YOUR GOAL: Only the pictures are to be dropped, and the rest of the data should be copied exactly.

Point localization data
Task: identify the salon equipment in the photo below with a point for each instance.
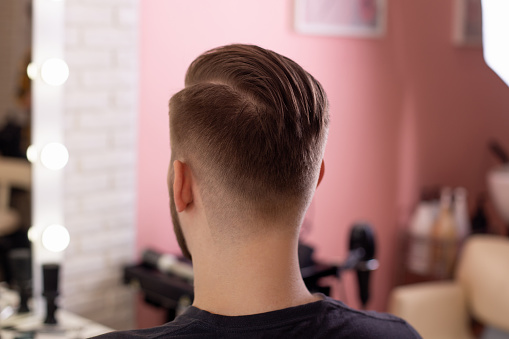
(362, 257)
(21, 268)
(170, 290)
(70, 325)
(167, 263)
(50, 291)
(443, 309)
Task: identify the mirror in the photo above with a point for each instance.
(15, 129)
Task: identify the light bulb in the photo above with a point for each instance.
(55, 238)
(54, 156)
(32, 71)
(54, 71)
(32, 234)
(32, 153)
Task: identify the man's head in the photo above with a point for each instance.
(251, 125)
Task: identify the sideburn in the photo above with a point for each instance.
(177, 228)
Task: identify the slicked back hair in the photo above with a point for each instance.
(253, 125)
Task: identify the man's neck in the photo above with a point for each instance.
(257, 277)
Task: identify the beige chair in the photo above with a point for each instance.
(14, 173)
(481, 290)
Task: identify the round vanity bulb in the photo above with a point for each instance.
(32, 153)
(55, 238)
(54, 156)
(32, 234)
(54, 71)
(32, 71)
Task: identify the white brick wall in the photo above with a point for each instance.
(100, 133)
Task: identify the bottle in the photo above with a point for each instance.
(480, 220)
(461, 215)
(444, 238)
(421, 223)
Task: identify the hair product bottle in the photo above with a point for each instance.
(421, 224)
(444, 239)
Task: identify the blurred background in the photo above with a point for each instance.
(413, 106)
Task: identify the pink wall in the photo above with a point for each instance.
(408, 109)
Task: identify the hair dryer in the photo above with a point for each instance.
(362, 257)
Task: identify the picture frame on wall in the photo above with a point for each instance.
(351, 18)
(467, 23)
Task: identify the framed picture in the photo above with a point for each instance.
(467, 23)
(355, 18)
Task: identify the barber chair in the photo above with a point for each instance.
(480, 291)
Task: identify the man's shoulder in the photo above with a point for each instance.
(369, 324)
(327, 318)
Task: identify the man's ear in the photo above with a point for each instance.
(182, 185)
(322, 172)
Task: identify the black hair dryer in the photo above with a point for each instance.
(362, 257)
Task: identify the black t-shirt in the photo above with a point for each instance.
(327, 318)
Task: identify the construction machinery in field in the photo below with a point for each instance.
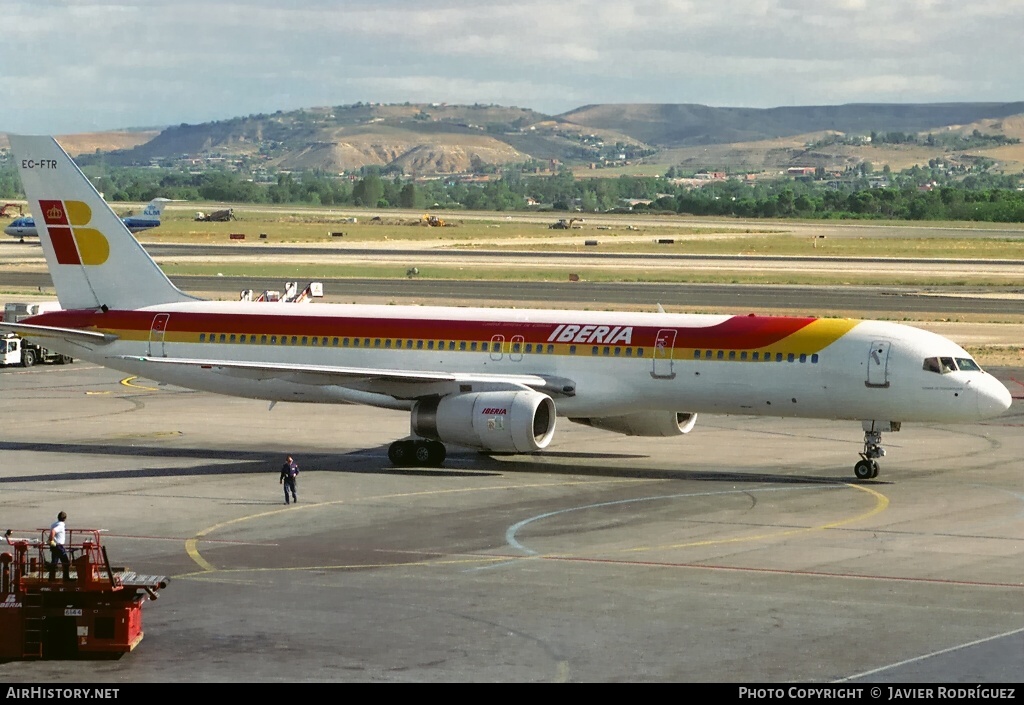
(95, 612)
(222, 215)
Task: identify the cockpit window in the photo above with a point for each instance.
(940, 365)
(968, 365)
(945, 365)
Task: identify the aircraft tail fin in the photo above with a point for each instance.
(155, 209)
(94, 260)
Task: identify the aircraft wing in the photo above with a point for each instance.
(29, 330)
(397, 384)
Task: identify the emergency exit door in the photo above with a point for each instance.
(157, 332)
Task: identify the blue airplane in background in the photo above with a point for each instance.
(25, 226)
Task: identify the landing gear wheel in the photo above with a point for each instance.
(865, 469)
(428, 453)
(421, 453)
(400, 453)
(437, 453)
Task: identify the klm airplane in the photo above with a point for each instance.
(25, 226)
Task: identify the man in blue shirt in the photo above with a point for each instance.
(289, 478)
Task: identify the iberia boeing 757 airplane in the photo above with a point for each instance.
(491, 379)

TASK SOLUTION:
Task: identify the salon equipment in the photo below with a point for each instance.
(362, 257)
(21, 268)
(170, 290)
(70, 325)
(167, 263)
(50, 291)
(443, 309)
Task: identify the mirror in the photo above with a point for each instance.
(15, 129)
Task: identify the light bulb in the photo above with a point for each instance.
(55, 238)
(54, 156)
(32, 71)
(54, 71)
(32, 234)
(32, 153)
Task: identify the man's head in the photo above with a point for each instance.
(251, 125)
Task: identify the sideburn in the photo above with a point for each instance.
(177, 228)
Task: identify the slicked back hair in the photo above with a point for each instance.
(253, 125)
Task: identify the man's neck in the photo above with a point for each instance.
(257, 277)
Task: identify the beige chair in the photo above with a point for each instance.
(14, 173)
(481, 290)
Task: identify the round vanity bulb in the photo above with a point for each instance.
(32, 153)
(55, 238)
(54, 156)
(32, 234)
(54, 71)
(32, 71)
Task: identify the white brick wall in the photo above with a point for each instance.
(100, 133)
Task: identify the bottle in the photo above with a point for each instance.
(480, 220)
(461, 215)
(444, 238)
(421, 223)
Task: identify the hair product bottle in the photo above with a point for each instance.
(421, 224)
(444, 239)
Task: identify the blurred background in the photo above with a point for each instance.
(413, 106)
Task: identify the pink wall in the photo above with a point for each instance.
(408, 109)
Task: identify the hair dryer in the photo above with a point for each instance.
(362, 257)
Task: identify the picture frame on wall in the photo above with a point for each instance.
(351, 18)
(467, 23)
Task: identify the framed picture in the photo above with a point for each instance.
(467, 23)
(355, 18)
Task: identify the barber chair in the photo above with a point for each instance.
(480, 291)
Task: identify the man's shoulder in the photo above with a point for each instance.
(369, 324)
(327, 318)
Task: identify the man's ear in the photo above with a point for each instance.
(182, 185)
(322, 172)
Task: identify the black hair dryer in the photo above with a point for each instance.
(362, 257)
Task: identify the black t-shirt in the photo above with a point for each instance.
(327, 318)
Task: identify the construction machinery in field in the photo below with a point for each instance.
(95, 612)
(222, 215)
Task: identify the cockpit window in the photo above with a point for each instance.
(940, 365)
(968, 365)
(945, 365)
Task: identify the aircraft tail fin in the photo above with a point for each instance.
(155, 209)
(94, 260)
Task: identify the aircraft wing in the photo above with a point for each instance.
(29, 330)
(397, 384)
Task: identify the emergency exit door in the photo above with a point for each instance.
(157, 332)
Task: identify the blue airplane in background in the photo above with a point for each instance.
(25, 226)
Task: identify the landing gear wheel in the photo above with a point for each instance.
(865, 469)
(428, 453)
(421, 453)
(400, 453)
(437, 453)
Task: identify the klm airplane in the photo above with a point for each instance.
(25, 226)
Task: identify the man in blue shirt in the photo above with a point for each instance.
(289, 478)
Task: identify the iberia boeing 757 airplane in the photo above with a point for each instance.
(491, 379)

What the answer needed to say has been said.